● **GIVEN TASK 1**: Rewrite the passage on text-message deals from "However, in a" up to and including "of intent (LOI).", replacing "brokers" with "agents".

● **TEXT SHOWN**:
With the prevalence of email and text
messaging in today’s business world, multi-billion dollar deals can be signed
up without the parties even sitting down together. As Frank Aquila and Sarah
Payne of
Sullivan & Cromwell LLP submits, Business negotiations, and
especially commercial deals, between lawyers and businesspeople alike occur
over emails, often with shorthand, with words that may not be chosen with the
same degree of thought and care as the words that are “written” in the actual
transaction document.

However, in a recent United States decision
by the Massachusetts Land Court, considered by many as a landmark, text messages between two real estate
brokers regarding the purchase and sale of a commercial building was held to be
capable of constituting an acceptance to an offer.

Facts of the
In this case, St. John’s Holdings, LLC v. Two
Electronics LLC
, the plaintiff, St. John’s
Holding (SJH), and the defendant (Two Electronics) had negotiated for the sale
of a commercial building worth $3.232 million. Both parties were represented by
commercial real estate brokers and had negotiated in person and via email and text
messages, during the course of which both parties had agreed to reduce the
terms of the agreement to a letter of intent (LOI).

● **PROVIDED MATERIAL**:
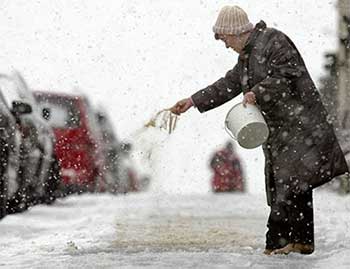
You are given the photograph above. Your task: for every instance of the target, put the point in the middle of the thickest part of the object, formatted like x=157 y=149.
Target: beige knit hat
x=232 y=20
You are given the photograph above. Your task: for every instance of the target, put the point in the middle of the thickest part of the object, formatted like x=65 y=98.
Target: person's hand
x=249 y=98
x=181 y=106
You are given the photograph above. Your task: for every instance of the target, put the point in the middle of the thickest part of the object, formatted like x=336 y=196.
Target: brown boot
x=268 y=251
x=294 y=247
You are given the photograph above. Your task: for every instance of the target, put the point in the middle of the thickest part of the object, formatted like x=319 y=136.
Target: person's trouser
x=291 y=221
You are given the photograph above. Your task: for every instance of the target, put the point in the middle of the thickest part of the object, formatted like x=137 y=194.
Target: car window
x=63 y=111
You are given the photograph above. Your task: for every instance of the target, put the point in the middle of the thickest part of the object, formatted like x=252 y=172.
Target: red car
x=227 y=170
x=77 y=146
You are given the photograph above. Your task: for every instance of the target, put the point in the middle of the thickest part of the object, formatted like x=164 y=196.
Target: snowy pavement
x=150 y=230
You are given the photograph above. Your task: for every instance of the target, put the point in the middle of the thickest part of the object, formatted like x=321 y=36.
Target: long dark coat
x=302 y=151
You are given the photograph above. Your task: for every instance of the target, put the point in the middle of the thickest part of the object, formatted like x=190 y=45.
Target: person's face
x=231 y=41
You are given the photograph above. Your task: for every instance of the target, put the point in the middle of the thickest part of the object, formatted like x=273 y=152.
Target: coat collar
x=259 y=27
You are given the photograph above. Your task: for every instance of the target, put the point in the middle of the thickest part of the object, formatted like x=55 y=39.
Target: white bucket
x=246 y=125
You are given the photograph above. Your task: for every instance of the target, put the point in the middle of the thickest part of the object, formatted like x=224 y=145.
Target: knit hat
x=232 y=20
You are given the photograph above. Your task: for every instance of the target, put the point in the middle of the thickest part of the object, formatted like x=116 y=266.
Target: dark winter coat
x=301 y=151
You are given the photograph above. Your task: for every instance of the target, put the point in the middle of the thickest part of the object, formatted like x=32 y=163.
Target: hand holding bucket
x=246 y=125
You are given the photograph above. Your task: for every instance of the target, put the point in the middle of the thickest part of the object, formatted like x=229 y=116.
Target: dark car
x=77 y=145
x=120 y=172
x=10 y=142
x=38 y=173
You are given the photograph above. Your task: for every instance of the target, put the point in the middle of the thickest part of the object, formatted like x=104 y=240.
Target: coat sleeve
x=284 y=64
x=219 y=92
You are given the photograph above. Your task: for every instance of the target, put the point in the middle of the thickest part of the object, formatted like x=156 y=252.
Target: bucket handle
x=228 y=131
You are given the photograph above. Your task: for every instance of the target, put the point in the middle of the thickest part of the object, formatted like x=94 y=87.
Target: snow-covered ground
x=166 y=231
x=136 y=57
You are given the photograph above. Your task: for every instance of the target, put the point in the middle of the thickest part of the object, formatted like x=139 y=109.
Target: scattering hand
x=181 y=106
x=249 y=98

● **GIVEN TASK 2**: Format the rows from the line with "like x=319 y=136." up to and including the line with "x=150 y=230" as a JSON list of strings, one string per line, skipping blank lines.

● **WORKED ANSWER 1**:
However, in a recent United States decision
by the Massachusetts Land Court, considered by many as a landmark, text messages between two real estate
agents regarding the purchase and sale of a commercial building was held to be
capable of constituting an acceptance to an offer.

Facts of the
In this case, St. John’s Holdings, LLC v. Two
Electronics LLC
, the plaintiff, St. John’s
Holding (SJH), and the defendant (Two Electronics) had negotiated for the sale
of a commercial building worth $3.232 million. Both parties were represented by
commercial real estate agents and had negotiated in person and via email and text
messages, during the course of which both parties had agreed to reduce the
terms of the agreement to a letter of intent (LOI).

● **WORKED ANSWER 2**:
[
  "You are given the photograph above. Your task: for every instance of the target, put the point in the middle of the thickest part of the object, formatted like x=319 y=136.",
  "Target: person's trouser",
  "x=291 y=221",
  "You are given the photograph above. Your task: for every instance of the target, put the point in the middle of the thickest part of the object, formatted like x=137 y=194.",
  "Target: car window",
  "x=63 y=111",
  "You are given the photograph above. Your task: for every instance of the target, put the point in the middle of the thickest part of the object, formatted like x=252 y=172.",
  "Target: red car",
  "x=227 y=170",
  "x=77 y=146",
  "You are given the photograph above. Your task: for every instance of the target, put the point in the middle of the thickest part of the object, formatted like x=164 y=196.",
  "Target: snowy pavement",
  "x=150 y=230"
]